* _Data supplied_:

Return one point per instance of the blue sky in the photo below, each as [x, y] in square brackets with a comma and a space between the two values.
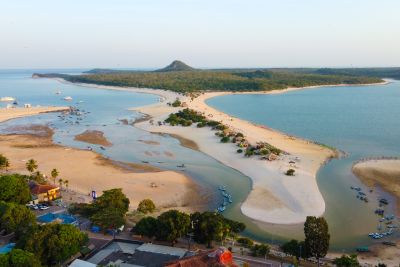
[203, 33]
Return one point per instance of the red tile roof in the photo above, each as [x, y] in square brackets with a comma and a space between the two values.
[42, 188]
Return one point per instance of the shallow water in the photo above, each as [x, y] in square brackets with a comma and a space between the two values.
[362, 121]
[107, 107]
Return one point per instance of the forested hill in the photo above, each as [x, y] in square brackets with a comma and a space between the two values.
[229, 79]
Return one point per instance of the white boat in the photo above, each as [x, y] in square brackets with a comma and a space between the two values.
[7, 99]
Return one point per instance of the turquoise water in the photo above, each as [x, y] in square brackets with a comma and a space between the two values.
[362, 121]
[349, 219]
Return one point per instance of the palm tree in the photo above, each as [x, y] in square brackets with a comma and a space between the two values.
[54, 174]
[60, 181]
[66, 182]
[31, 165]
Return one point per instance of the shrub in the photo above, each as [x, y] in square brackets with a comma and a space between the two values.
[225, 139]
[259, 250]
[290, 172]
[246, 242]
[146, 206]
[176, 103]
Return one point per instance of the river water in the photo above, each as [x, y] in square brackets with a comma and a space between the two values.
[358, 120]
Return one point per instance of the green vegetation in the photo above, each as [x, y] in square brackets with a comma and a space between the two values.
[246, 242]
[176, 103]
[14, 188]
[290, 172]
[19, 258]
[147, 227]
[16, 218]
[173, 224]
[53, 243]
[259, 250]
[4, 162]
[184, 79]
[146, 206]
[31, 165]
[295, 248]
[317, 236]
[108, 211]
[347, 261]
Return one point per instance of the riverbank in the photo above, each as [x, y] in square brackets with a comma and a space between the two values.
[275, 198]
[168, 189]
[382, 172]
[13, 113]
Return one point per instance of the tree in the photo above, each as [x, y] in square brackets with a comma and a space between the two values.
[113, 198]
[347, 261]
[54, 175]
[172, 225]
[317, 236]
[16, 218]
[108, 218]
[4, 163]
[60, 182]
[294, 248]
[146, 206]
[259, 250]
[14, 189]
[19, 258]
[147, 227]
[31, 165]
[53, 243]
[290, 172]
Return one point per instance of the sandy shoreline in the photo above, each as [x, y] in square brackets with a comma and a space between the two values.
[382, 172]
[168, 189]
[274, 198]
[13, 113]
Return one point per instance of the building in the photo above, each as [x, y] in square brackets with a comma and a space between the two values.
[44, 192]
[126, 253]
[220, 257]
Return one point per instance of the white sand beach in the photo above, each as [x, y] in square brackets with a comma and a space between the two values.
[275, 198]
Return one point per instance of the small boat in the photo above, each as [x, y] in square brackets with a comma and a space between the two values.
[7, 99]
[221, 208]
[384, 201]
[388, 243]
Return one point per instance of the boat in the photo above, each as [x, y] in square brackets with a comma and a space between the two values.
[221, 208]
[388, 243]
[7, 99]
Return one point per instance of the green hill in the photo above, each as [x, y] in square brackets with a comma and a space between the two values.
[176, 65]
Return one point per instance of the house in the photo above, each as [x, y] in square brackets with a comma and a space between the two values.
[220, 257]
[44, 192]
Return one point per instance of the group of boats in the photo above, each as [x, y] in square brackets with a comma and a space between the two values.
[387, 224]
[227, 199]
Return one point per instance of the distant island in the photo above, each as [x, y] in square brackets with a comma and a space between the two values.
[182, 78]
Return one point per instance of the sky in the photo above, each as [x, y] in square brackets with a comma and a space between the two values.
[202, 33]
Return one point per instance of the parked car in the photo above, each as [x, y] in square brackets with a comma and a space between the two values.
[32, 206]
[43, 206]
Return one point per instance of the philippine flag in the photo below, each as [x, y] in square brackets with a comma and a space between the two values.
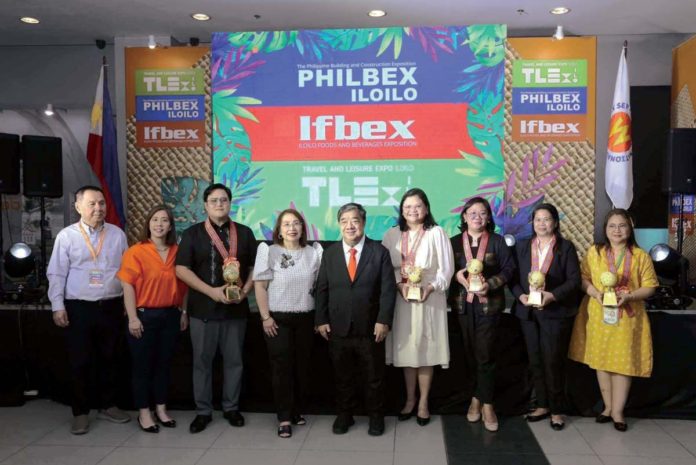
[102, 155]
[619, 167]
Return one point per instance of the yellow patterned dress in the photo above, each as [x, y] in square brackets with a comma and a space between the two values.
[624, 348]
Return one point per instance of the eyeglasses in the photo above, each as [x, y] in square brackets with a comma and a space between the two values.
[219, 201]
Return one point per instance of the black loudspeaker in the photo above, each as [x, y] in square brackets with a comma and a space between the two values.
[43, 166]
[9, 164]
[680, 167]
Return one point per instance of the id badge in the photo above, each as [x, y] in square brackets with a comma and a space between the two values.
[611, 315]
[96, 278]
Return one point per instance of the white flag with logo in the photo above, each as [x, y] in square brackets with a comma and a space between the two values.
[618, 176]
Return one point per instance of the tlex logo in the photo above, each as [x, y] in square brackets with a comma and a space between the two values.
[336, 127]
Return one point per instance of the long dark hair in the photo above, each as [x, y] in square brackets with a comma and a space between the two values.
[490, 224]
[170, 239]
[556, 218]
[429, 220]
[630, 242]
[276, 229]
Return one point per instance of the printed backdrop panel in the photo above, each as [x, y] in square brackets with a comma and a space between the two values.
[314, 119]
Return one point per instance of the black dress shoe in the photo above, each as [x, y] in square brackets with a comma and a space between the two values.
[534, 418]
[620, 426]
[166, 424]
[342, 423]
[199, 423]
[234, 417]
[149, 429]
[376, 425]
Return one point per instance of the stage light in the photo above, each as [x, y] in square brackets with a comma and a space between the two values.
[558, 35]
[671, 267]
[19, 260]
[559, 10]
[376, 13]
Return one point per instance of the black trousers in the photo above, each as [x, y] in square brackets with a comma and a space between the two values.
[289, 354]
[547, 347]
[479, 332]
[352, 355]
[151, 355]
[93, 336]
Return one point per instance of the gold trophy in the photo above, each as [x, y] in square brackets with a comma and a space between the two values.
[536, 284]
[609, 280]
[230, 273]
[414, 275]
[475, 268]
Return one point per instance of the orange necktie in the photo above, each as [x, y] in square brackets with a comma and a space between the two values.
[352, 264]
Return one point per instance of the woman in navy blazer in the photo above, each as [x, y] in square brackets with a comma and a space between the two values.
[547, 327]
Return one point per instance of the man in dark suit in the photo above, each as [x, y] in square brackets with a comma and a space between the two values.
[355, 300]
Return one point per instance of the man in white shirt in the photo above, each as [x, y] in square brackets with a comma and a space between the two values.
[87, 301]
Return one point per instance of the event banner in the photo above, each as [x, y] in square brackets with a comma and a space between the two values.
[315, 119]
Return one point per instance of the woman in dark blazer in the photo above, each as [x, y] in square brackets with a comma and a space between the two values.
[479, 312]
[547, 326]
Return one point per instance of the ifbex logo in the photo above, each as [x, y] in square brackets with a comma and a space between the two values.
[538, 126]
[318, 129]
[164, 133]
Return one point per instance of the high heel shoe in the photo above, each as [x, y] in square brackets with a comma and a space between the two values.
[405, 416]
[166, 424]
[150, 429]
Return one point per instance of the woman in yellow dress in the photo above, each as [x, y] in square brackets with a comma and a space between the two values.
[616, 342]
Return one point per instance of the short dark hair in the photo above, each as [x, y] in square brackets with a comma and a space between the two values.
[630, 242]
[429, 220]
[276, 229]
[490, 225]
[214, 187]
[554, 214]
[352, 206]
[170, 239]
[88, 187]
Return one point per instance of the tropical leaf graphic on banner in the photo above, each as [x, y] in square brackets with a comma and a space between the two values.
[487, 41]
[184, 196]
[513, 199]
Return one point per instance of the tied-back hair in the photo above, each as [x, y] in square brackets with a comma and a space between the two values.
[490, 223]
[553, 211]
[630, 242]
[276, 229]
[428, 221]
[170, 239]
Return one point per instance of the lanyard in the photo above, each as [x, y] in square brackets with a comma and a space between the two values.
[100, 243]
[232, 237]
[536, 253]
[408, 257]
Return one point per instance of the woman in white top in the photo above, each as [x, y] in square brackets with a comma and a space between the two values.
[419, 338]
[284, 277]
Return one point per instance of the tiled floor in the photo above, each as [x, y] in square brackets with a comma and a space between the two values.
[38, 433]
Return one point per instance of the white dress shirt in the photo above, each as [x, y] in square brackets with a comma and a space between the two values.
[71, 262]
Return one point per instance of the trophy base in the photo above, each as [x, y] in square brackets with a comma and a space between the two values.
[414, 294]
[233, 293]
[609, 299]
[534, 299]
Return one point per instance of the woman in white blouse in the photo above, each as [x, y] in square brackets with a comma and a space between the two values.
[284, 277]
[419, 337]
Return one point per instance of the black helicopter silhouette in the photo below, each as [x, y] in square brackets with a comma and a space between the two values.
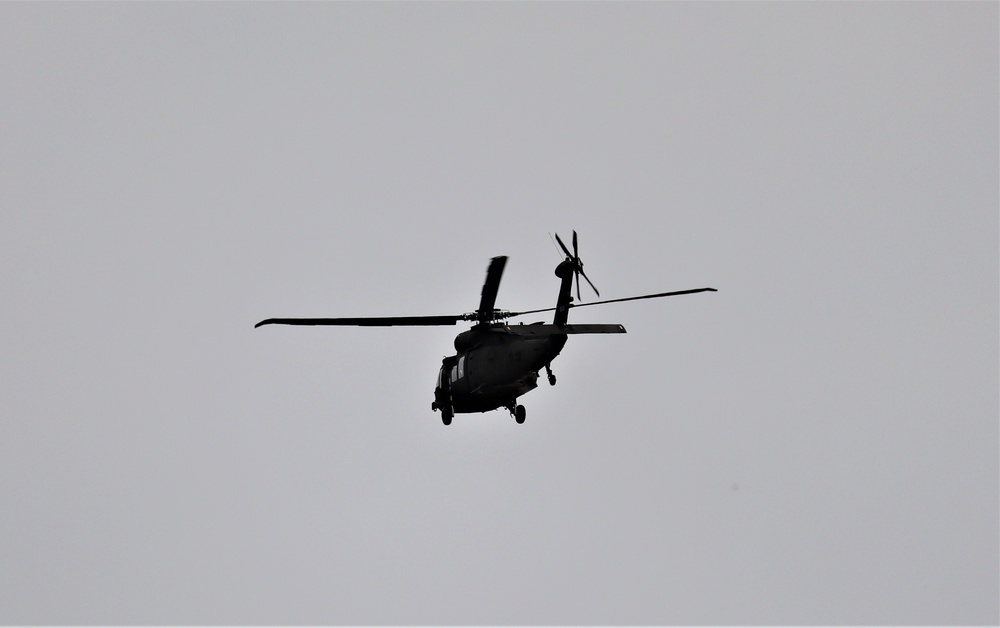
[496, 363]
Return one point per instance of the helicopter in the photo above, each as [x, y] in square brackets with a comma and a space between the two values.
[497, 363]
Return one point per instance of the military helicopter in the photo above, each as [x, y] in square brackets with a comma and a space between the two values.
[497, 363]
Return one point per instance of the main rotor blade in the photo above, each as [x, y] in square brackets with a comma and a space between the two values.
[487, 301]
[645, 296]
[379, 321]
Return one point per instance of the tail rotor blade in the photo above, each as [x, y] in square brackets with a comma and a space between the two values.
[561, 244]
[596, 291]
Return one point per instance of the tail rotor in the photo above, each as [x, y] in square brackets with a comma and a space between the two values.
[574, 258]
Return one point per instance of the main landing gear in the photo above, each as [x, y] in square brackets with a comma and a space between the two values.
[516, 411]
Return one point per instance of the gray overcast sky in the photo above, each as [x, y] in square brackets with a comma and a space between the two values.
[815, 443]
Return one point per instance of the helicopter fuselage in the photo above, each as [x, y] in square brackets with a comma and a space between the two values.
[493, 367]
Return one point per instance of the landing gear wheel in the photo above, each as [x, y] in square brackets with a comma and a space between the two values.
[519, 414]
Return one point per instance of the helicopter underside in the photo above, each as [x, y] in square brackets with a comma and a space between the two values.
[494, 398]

---

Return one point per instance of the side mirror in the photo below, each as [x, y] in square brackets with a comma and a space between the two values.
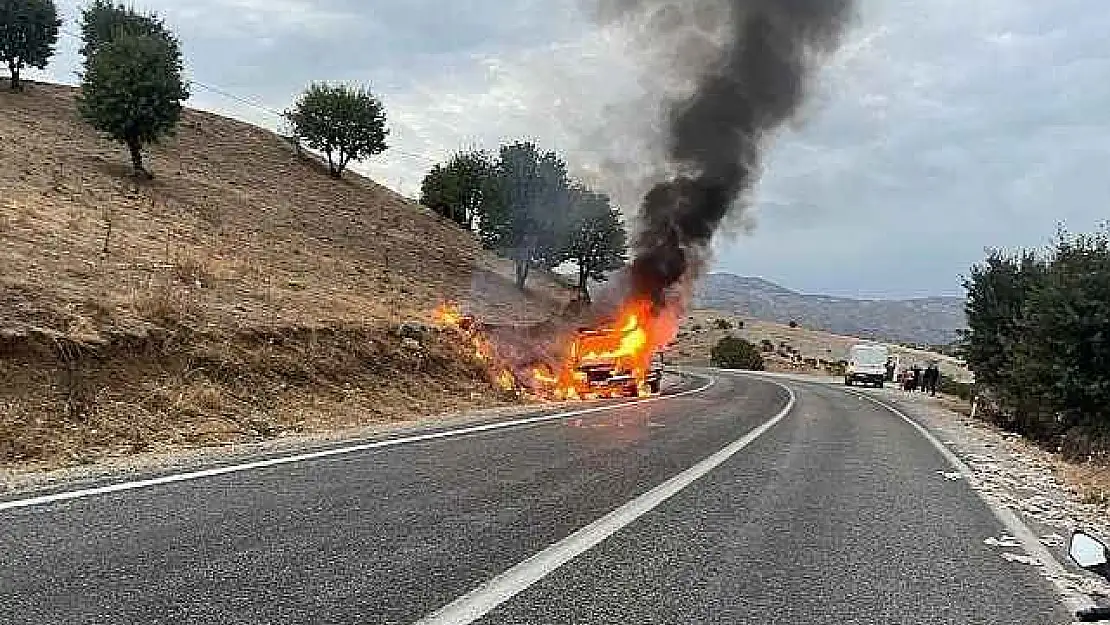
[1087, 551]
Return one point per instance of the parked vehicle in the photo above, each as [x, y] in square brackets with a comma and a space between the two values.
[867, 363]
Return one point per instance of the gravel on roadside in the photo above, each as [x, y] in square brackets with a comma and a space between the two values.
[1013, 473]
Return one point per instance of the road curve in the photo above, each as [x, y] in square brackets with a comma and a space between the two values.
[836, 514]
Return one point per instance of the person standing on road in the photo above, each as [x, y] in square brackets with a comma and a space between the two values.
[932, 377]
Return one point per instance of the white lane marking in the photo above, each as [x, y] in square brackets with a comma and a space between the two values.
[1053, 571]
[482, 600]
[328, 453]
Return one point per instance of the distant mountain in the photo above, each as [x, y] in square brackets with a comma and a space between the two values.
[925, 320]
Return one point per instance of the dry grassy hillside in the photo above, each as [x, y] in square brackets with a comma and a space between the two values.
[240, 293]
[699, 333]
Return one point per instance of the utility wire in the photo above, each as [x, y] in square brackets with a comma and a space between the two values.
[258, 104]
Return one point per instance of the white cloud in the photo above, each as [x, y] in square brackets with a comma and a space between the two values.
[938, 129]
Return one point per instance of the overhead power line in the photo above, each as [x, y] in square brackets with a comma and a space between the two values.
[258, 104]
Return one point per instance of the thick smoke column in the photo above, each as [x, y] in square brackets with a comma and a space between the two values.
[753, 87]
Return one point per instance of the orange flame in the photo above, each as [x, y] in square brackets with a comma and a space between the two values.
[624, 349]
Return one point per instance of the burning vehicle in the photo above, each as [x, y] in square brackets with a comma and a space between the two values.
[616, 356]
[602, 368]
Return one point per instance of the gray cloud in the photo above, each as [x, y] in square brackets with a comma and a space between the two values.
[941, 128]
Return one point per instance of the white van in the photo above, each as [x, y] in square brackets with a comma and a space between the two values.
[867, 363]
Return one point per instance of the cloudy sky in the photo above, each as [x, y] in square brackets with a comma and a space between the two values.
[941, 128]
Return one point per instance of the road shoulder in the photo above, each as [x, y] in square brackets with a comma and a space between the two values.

* _Goal_: Extract every line of the rows above that contains the string "tree". Case counts.

* _Final result_:
Return one point per instance of the palm tree in the photo above, each as [x, y] in square brackets with a comma and a space between the two values.
Return one point per instance of the tree in the photo above, each as [x, y] in square brackets with a comma and a space between the two values.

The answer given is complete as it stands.